__TEXT__
______________________________

The word mir at the end of Vladimir is somewhat doubtful. It may mean peace, or it may mean the world; and in like manner the Slovak Miroslav stands in doubt between world-fame or peaceful-fame.
Purvan, Purvançe, is the Bulgarian first, whether used in the sense of chief or of first-born does not appear; but, at any rate, bearing a most eastern sound with it.
We are familiar with the Russian ukase, from ukasat, to show forth; and kaze in Polish has the same sense of command. Kazimir is thus Command of peace, a noble title for a prince, and essentially national in Poland, where it was endeared by the fame of three of the best of the earlier sovereigns. It has the feminine Kasimira, and is one of the very few Slavonic names used by Teutons. Intermarriages introduced it among the German princes; and Johann Kasimir, a son of the Pfalzgraf of the Rhine, was a noted commander in the war of the Revolt of the Netherlands, and received the Garter from Queen Elizabeth. He was commonly called Prince Kasimir, and his namesakes spread in Germany; and either for the sake of the sound, or Polish sympathies, Casimir was somewhat fashionable in France.
| French. | Polish. | Bohemian. | Lettish. |
| Casimir | Kazimir | Kazimir | Kasimirs |
| German. | Kazimierz | Kasche | |
| Kasimir | Kaschis | ||
| Kaschuk |
Kol, council, formed Koloman, somewhat noted in early Slavonic history.
Jar, pronounced as beginning with y, means strength or firmness. Jaromir, Firm peace, was prince of Bohemia in 999. Jaropolk, firm government, was the last heathen grand prince of Muscovy; and this name, with Jaroslav, is very frequent in the early annals of the House of Rurik.

______________________________

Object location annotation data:
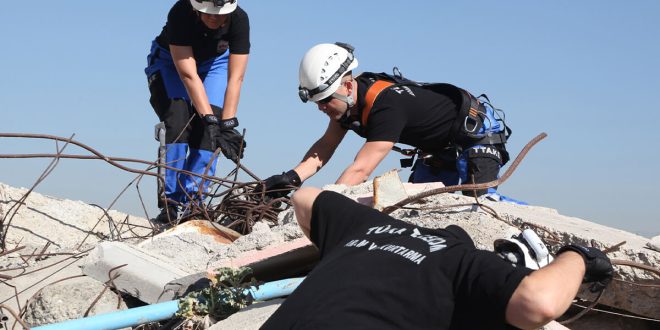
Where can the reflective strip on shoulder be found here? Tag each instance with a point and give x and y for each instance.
(371, 96)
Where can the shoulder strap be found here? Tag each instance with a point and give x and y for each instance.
(372, 93)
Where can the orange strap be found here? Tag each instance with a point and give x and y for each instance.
(371, 96)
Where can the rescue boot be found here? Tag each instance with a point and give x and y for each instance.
(167, 214)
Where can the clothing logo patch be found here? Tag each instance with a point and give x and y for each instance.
(223, 45)
(401, 89)
(435, 243)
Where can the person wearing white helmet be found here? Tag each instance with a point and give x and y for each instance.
(195, 73)
(458, 137)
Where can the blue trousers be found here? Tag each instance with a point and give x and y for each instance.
(188, 145)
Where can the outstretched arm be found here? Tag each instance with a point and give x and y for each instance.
(303, 200)
(369, 156)
(547, 293)
(186, 66)
(321, 151)
(235, 74)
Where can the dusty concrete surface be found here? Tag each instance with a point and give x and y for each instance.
(250, 318)
(195, 253)
(65, 224)
(70, 300)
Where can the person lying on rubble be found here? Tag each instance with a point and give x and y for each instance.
(196, 69)
(377, 272)
(456, 135)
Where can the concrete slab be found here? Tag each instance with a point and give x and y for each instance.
(276, 262)
(388, 190)
(219, 233)
(250, 318)
(144, 276)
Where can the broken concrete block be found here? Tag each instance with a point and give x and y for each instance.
(249, 318)
(190, 246)
(70, 300)
(388, 190)
(275, 262)
(654, 243)
(143, 276)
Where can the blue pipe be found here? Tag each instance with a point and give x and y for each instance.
(162, 311)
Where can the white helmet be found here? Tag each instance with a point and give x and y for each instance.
(214, 7)
(526, 250)
(322, 68)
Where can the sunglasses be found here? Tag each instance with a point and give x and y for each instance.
(326, 100)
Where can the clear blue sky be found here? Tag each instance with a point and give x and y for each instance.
(585, 72)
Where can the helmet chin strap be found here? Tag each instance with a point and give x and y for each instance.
(348, 99)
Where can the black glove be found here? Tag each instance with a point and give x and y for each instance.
(223, 135)
(599, 270)
(282, 183)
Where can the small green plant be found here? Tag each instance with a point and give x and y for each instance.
(227, 295)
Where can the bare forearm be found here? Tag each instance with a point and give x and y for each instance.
(547, 293)
(232, 97)
(195, 88)
(354, 174)
(315, 158)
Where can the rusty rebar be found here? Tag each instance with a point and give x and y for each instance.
(16, 317)
(13, 211)
(477, 186)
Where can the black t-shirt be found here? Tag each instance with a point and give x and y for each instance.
(184, 28)
(410, 115)
(377, 272)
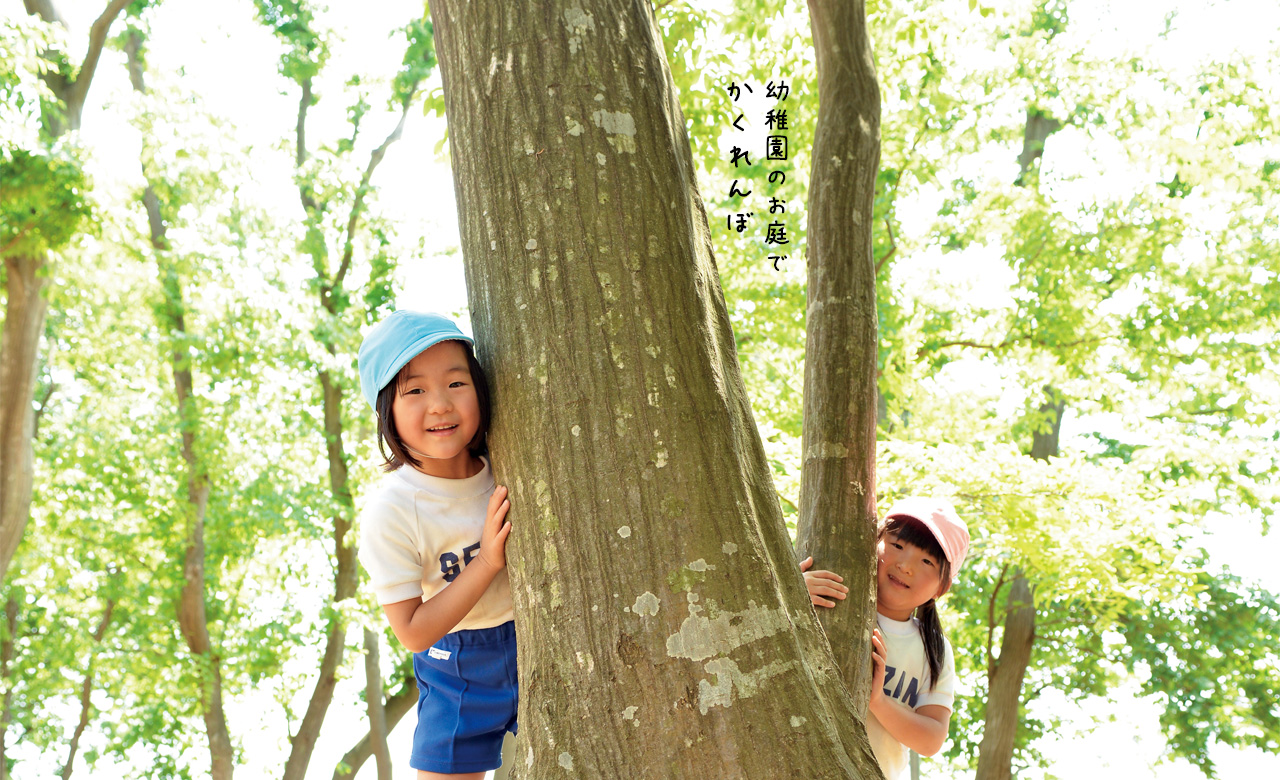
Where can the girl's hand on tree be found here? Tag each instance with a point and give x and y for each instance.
(493, 538)
(823, 585)
(878, 660)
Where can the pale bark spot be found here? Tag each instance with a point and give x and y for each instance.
(730, 680)
(621, 128)
(579, 21)
(826, 450)
(702, 638)
(647, 603)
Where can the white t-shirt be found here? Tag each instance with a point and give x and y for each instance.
(419, 532)
(906, 682)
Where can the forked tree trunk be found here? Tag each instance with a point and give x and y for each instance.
(662, 623)
(375, 707)
(192, 619)
(837, 486)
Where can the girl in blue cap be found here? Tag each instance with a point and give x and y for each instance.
(433, 539)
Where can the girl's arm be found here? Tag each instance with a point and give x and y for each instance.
(420, 624)
(923, 729)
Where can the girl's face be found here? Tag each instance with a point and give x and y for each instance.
(437, 413)
(905, 578)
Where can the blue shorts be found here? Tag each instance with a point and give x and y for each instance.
(466, 701)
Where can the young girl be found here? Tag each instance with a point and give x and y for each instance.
(920, 546)
(433, 539)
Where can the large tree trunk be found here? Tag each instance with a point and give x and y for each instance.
(192, 619)
(837, 487)
(663, 625)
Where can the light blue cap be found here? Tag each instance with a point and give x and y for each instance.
(396, 341)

______________________________

__AIM 1__
Do these statements agree with the passage on Slavonic names? Answer yes or no for each, and quote the words that decide it.
(a) Kazimir is one of the very few Slavonic names used by Teutons.
(b) Jaropolk was the first Christian grand prince of Muscovy.
(c) Johann Kasimir received the Garter from Queen Elizabeth.
__AIM 2__
Answer these questions from the passage on Slavonic names:
(a) What two meanings may mir have?
(b) What does kol mean?
(c) In what year was Jaromir prince of Bohemia?
__AIM 3__
Retype the passage on Slavonic names from "Jar, pronounced as" up to and including "House of Rurik.".
The data is separate material, unrelated to the passage on Slavonic names.

__REPLY 1__
(a) Yes: "is one of the very few Slavonic names used by Teutons"
(b) No: "was the last heathen grand prince of Muscovy"
(c) Yes: "received the Garter from Queen Elizabeth"

__REPLY 2__
(a) Peace or the world
(b) Council
(c) 999

__REPLY 3__
Jar, pronounced as beginning with y, means strength or firmness. Jaromir, Firm peace, was prince of Bohemia in 999. Jaropolk, firm government, was the last heathen grand prince of Muscovy; and this name, with Jaroslav, is very frequent in the early annals of the House of Rurik.